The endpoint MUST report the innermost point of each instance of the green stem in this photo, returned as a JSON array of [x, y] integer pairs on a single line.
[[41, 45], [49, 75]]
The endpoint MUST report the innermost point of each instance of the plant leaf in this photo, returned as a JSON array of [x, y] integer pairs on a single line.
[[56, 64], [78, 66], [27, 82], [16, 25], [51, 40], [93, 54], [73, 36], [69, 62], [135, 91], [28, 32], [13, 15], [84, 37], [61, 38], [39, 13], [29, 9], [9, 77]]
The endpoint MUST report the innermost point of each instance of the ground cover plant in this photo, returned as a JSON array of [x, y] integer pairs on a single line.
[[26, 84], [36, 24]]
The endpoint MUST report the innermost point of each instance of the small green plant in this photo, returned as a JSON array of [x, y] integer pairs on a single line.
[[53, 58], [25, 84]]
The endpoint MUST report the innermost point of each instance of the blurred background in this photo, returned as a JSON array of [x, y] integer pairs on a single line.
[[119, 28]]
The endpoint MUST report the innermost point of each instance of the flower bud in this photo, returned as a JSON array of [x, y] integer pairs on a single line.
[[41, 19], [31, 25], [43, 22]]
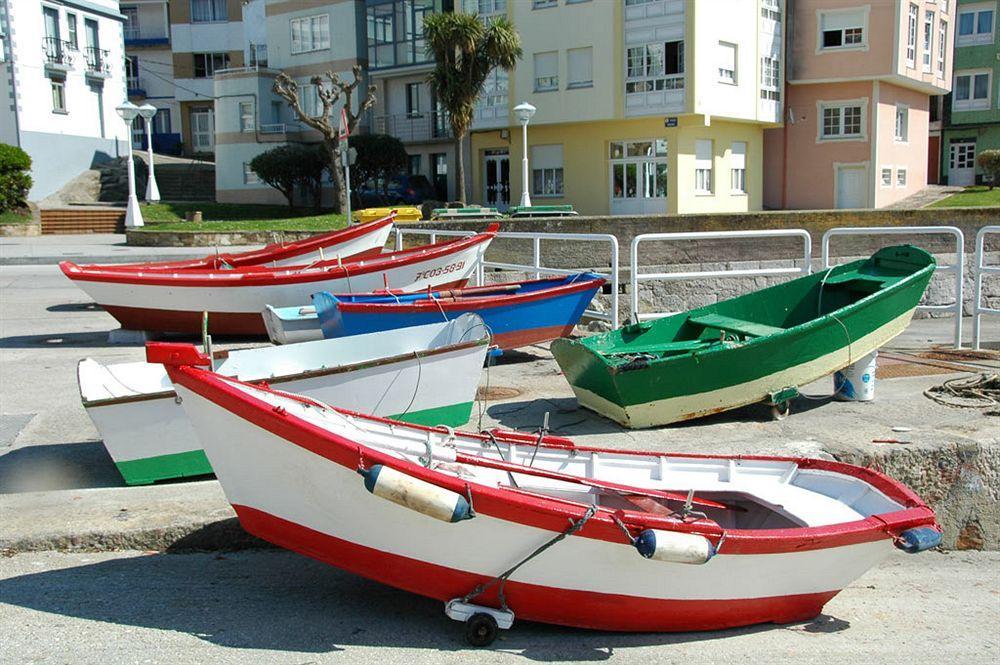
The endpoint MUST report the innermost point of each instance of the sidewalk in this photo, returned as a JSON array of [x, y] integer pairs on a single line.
---
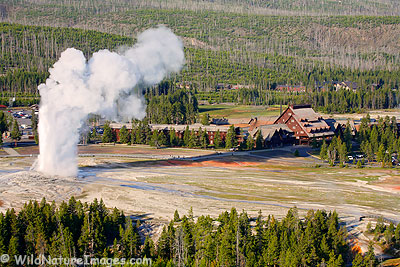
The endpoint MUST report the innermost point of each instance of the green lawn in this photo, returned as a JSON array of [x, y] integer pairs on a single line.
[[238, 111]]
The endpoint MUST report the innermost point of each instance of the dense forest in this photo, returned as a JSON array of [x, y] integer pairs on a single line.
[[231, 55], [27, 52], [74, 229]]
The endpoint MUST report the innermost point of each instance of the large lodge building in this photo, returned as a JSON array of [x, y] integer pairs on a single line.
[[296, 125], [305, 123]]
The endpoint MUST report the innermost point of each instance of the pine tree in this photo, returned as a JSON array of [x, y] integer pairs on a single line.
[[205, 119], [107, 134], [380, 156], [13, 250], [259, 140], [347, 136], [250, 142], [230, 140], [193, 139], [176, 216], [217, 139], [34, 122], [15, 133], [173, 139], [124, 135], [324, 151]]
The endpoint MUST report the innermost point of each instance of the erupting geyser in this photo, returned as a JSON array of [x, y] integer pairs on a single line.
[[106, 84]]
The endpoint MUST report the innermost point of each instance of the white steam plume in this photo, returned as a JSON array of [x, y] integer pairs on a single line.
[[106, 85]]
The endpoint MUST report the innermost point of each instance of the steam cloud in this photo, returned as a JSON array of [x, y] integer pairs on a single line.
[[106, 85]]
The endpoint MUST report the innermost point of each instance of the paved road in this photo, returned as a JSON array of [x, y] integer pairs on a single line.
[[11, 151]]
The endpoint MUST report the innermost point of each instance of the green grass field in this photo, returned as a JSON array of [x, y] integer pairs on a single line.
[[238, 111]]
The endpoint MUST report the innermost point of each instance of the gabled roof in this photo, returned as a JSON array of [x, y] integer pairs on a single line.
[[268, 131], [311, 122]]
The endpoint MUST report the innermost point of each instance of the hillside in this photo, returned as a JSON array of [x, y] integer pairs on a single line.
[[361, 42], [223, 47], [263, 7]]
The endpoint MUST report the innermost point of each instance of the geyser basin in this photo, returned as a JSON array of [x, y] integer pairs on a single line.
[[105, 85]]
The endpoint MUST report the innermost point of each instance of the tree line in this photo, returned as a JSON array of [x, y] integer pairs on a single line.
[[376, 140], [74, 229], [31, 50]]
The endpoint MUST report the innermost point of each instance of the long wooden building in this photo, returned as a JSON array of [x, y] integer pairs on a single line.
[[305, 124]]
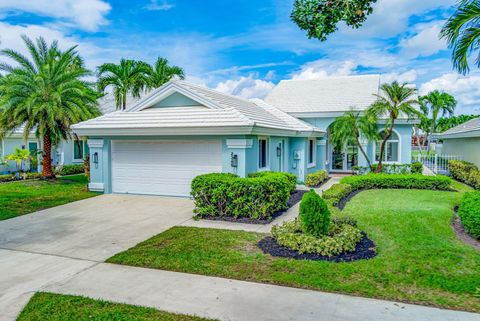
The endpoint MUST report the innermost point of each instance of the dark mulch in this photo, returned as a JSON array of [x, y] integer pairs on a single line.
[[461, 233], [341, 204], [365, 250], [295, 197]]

Try it: Find where the line with "of the blurred" sits in the material above and where the line with "of the sidewalk" sits. Set down exactly the lines from the first to the second, both included and nothing else, without pictures.

Finished task:
The endpoint MUST report the innermost point of each instance of the blurred background in this photo, returned as a JSON array of [x, y] integer pairs on a single line.
[[119, 28]]
The endpoint MUST report the innermost point of each instance of the flower bud in this photo, returned as a JSON array of [x, y] integer pairs on a single line.
[[41, 19], [31, 25], [43, 22]]
The endpoint MUST report the innermost point of each instance of the sidewalk in this photo, returned as a JSON array of [x, y] integer pairs on a single line.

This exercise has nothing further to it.